*Parts of the exercise*.
- A) According to the passage on the mobile cardiac monitoring system, in how many of the ED's beds can patients now be monitored?
- B) Summarize the passage on the mobile cardiac monitoring system in two sentences.

*Text passage*.
At Mecosta General Hospital, a 74-bed hospital in Big Rapids, MI, an ED’s investment in a $250,000 mobile cardiac monitoring system not only improves patient care, but cuts staff time related to transferring patients from room to room, reports Virginia R. Keusch, RN, critical care services clinical manager for the ED.
She estimates the productivity costs saved by the Escort system (manufactured by Orlando, FL-based Invivo Corp.), which can be used for any monitored patient, are $75 per day or $27,375 annually, which includes staff time spent moving patients, making electrode changes, changing beds, etc. In addition, patients now can be monitored in all of the ED’s 11 beds instead of only the four rooms containing hard-wired monitors, she says.
There also is a potential savings by avoiding staff injury caused by pushing stretchers around unnecessarily, adds Keusch.
Previously, if four patients were being monitored and two were on telemetry, no monitors would be left if a chest pain patient came in, she explains. "Nurses would have to confer as to which of the four monitored patients could be moved off the monitor and left either without a monitor or downgraded to a telemetry pack."

*Dataset*.
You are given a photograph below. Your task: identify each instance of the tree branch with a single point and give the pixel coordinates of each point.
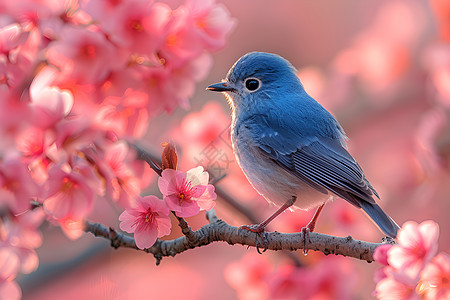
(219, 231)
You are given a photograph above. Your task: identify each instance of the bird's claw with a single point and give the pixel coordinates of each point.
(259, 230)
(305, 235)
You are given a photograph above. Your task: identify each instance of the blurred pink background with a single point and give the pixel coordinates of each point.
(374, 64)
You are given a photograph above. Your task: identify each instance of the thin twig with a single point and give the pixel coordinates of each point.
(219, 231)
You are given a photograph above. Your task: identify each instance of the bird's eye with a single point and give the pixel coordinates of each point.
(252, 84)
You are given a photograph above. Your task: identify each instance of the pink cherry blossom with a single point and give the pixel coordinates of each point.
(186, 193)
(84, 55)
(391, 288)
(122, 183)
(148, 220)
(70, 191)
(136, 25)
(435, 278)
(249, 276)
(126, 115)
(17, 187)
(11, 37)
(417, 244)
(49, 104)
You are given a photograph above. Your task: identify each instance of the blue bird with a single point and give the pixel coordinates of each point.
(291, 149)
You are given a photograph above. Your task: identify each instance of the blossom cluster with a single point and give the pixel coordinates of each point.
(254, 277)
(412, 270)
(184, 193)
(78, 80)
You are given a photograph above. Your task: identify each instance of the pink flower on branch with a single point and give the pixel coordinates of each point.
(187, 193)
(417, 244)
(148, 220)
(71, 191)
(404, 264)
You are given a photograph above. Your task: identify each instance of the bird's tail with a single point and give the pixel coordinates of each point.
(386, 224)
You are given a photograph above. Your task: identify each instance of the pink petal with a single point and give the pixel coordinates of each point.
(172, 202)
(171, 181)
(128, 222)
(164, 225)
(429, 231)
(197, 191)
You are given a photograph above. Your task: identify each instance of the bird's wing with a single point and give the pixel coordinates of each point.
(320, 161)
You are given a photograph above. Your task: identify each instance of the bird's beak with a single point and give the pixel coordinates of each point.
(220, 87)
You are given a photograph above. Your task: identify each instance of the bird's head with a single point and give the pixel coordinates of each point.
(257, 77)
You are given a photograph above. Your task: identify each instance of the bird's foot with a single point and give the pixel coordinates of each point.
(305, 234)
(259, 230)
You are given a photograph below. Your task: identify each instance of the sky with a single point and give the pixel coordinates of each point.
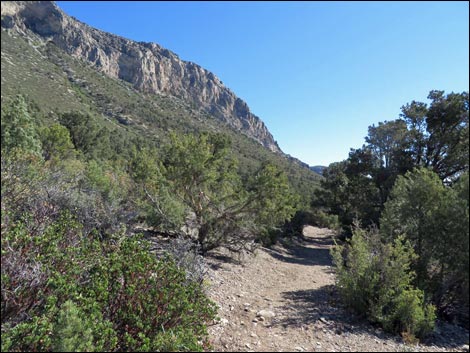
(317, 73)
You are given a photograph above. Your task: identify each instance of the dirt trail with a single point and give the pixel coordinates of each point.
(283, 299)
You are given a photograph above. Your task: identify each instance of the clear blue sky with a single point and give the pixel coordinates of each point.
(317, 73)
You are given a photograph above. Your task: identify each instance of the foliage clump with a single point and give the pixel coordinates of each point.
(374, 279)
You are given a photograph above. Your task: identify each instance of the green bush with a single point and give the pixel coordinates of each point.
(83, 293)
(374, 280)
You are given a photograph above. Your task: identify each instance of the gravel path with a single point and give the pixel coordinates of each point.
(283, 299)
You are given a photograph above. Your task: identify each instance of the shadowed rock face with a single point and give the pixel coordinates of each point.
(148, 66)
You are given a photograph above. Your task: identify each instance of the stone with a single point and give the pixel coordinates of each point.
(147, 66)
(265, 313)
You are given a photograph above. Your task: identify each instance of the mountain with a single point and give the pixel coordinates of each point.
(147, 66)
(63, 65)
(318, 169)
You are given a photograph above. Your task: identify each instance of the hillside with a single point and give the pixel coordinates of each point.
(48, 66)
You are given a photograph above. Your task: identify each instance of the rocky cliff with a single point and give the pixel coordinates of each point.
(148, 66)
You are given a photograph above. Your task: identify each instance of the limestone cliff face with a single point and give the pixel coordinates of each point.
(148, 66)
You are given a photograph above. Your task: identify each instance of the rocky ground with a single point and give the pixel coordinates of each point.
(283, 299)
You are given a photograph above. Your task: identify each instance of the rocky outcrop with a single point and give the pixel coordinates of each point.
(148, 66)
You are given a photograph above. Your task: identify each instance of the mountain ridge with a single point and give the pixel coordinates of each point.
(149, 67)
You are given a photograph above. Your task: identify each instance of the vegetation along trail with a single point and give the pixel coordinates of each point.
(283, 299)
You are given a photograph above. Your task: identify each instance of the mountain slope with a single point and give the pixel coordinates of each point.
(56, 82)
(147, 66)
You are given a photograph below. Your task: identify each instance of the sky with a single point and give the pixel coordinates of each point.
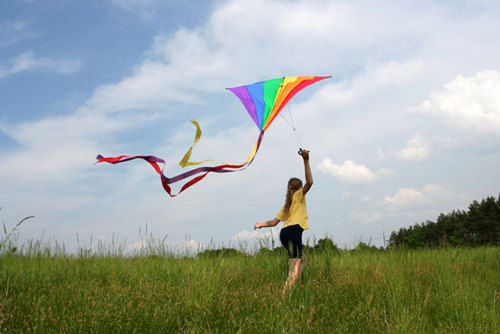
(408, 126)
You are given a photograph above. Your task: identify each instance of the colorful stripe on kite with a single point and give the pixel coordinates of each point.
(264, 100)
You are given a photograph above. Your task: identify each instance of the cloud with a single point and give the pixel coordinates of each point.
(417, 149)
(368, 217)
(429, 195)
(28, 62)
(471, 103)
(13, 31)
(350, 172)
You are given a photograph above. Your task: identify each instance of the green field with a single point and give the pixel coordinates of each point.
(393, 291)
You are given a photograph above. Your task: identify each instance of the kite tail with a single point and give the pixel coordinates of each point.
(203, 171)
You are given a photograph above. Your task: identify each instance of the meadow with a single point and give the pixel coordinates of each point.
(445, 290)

*Answers given*.
- A) In all 11 of the ED's beds, instead of only the four rooms with hard-wired monitors.

- B) At Mecosta General Hospital, a 74-bed hospital in Big Rapids, MI, the ED's $250,000 mobile cardiac monitoring system improves patient care and cuts staff time spent transferring patients, saving an estimated $75 per day, or $27,375 a year, in productivity costs. Patients can now be monitored in all 11 ED beds rather than only four hard-wired rooms, so nurses no longer run out of monitors when a chest pain patient arrives, and the system may also help avoid staff injuries from pushing stretchers unnecessarily.